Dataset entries

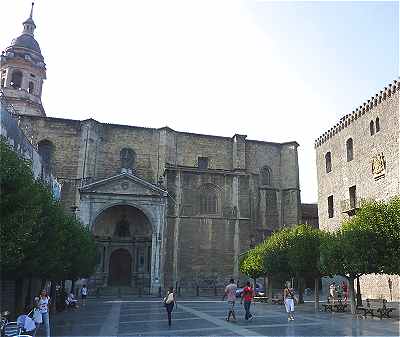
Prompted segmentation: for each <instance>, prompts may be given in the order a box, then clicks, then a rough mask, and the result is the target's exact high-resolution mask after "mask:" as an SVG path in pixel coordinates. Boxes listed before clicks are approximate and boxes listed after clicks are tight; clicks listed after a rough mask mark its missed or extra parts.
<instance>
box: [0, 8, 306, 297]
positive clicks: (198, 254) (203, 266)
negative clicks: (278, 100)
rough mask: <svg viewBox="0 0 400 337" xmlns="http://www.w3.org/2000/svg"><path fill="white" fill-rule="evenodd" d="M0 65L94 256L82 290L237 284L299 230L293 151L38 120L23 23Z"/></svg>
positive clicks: (98, 125)
mask: <svg viewBox="0 0 400 337" xmlns="http://www.w3.org/2000/svg"><path fill="white" fill-rule="evenodd" d="M23 25H24V30H23V32H22V34H21V35H20V36H19V37H18V38H16V39H14V40H13V42H12V43H11V45H10V46H9V47H7V48H6V49H5V51H4V52H3V53H2V56H1V63H0V76H1V77H0V81H1V82H0V85H1V91H2V95H4V97H5V98H6V99H7V101H8V102H10V103H11V104H12V105H13V106H14V109H15V115H16V116H17V117H18V119H19V127H20V128H21V129H22V130H24V132H25V134H26V136H27V137H28V139H29V140H31V142H32V143H33V144H34V145H35V146H36V147H37V150H38V152H39V155H40V156H41V158H42V163H43V167H44V168H45V169H46V170H49V171H51V172H53V174H54V175H55V176H56V178H57V180H58V181H59V182H60V183H61V184H62V192H61V202H62V204H63V206H64V207H65V209H66V210H68V211H70V212H72V213H73V214H75V215H76V216H77V217H79V218H80V219H81V221H82V222H83V223H84V224H85V225H86V226H88V228H90V230H91V231H92V233H93V235H94V237H95V239H96V242H97V246H98V259H97V268H96V273H95V275H93V277H92V278H91V280H90V286H92V287H97V288H100V287H101V288H107V287H108V286H114V285H116V286H123V287H131V288H133V289H140V290H143V291H145V292H151V293H157V292H158V291H159V289H160V287H164V286H170V285H174V286H176V285H178V286H179V288H180V289H181V290H182V291H189V290H190V291H193V290H194V289H195V288H196V287H205V288H207V287H208V288H210V287H212V286H213V287H215V286H217V285H219V286H221V285H223V284H224V283H226V281H227V279H229V278H230V277H232V276H233V277H235V278H238V277H239V255H240V254H241V253H243V252H245V251H247V250H248V249H249V248H250V247H253V246H254V245H255V244H256V243H257V242H259V241H261V240H263V239H264V238H265V237H266V236H268V235H270V234H271V233H272V231H274V230H276V229H279V228H281V227H284V226H291V225H294V224H297V223H299V221H300V219H301V214H300V213H301V209H300V188H299V172H298V170H299V169H298V157H297V147H298V144H297V143H296V142H288V143H271V142H264V141H256V140H249V139H247V137H246V136H245V135H239V134H236V135H234V136H233V137H219V136H211V135H200V134H194V133H187V132H178V131H175V130H173V129H171V128H168V127H163V128H160V129H154V128H143V127H135V126H128V125H115V124H107V123H100V122H98V121H96V120H94V119H87V120H71V119H63V118H52V117H47V116H46V113H45V111H44V108H43V106H42V102H41V94H42V86H43V82H44V80H45V79H46V65H45V63H44V58H43V56H42V53H41V49H40V47H39V44H38V42H37V41H36V40H35V38H34V30H35V28H36V25H35V23H34V22H33V18H32V11H31V13H30V17H29V18H28V19H27V20H26V21H25V22H24V23H23Z"/></svg>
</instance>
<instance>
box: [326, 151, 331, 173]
mask: <svg viewBox="0 0 400 337" xmlns="http://www.w3.org/2000/svg"><path fill="white" fill-rule="evenodd" d="M325 168H326V173H329V172H331V171H332V155H331V153H330V152H327V153H326V155H325Z"/></svg>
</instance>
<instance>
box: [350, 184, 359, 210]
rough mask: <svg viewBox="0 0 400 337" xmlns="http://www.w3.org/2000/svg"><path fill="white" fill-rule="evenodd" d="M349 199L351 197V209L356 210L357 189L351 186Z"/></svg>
mask: <svg viewBox="0 0 400 337" xmlns="http://www.w3.org/2000/svg"><path fill="white" fill-rule="evenodd" d="M349 197H350V208H351V209H355V208H356V201H357V199H356V187H355V186H351V187H350V188H349Z"/></svg>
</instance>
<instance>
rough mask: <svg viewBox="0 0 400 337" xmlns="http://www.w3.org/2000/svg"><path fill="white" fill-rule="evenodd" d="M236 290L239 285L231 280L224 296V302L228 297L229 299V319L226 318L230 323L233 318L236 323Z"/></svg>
mask: <svg viewBox="0 0 400 337" xmlns="http://www.w3.org/2000/svg"><path fill="white" fill-rule="evenodd" d="M236 289H237V285H236V284H235V280H234V279H233V278H231V279H230V281H229V284H228V285H227V286H226V288H225V292H224V296H223V297H222V300H223V301H224V300H225V297H227V299H228V317H227V318H226V320H227V321H228V322H229V319H230V317H231V316H232V318H233V321H234V322H236V316H235V301H236Z"/></svg>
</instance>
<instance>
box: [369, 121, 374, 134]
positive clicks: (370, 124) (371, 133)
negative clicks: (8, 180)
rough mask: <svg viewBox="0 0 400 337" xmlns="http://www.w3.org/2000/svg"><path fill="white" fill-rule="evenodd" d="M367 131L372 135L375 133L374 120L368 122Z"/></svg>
mask: <svg viewBox="0 0 400 337" xmlns="http://www.w3.org/2000/svg"><path fill="white" fill-rule="evenodd" d="M369 133H370V134H371V136H373V135H374V134H375V127H374V121H371V122H370V123H369Z"/></svg>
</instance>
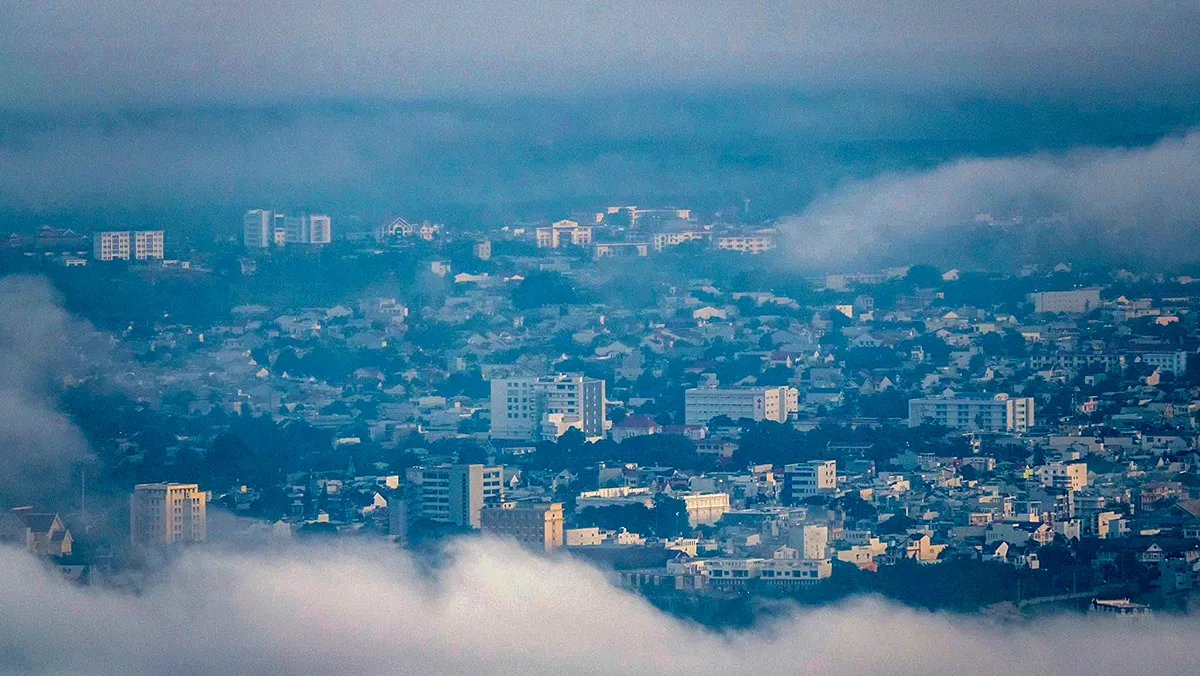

> **Directions**
How many lines above contain the string "negative"? Case counts, and the reply should be the number alone.

> **Result of this task**
2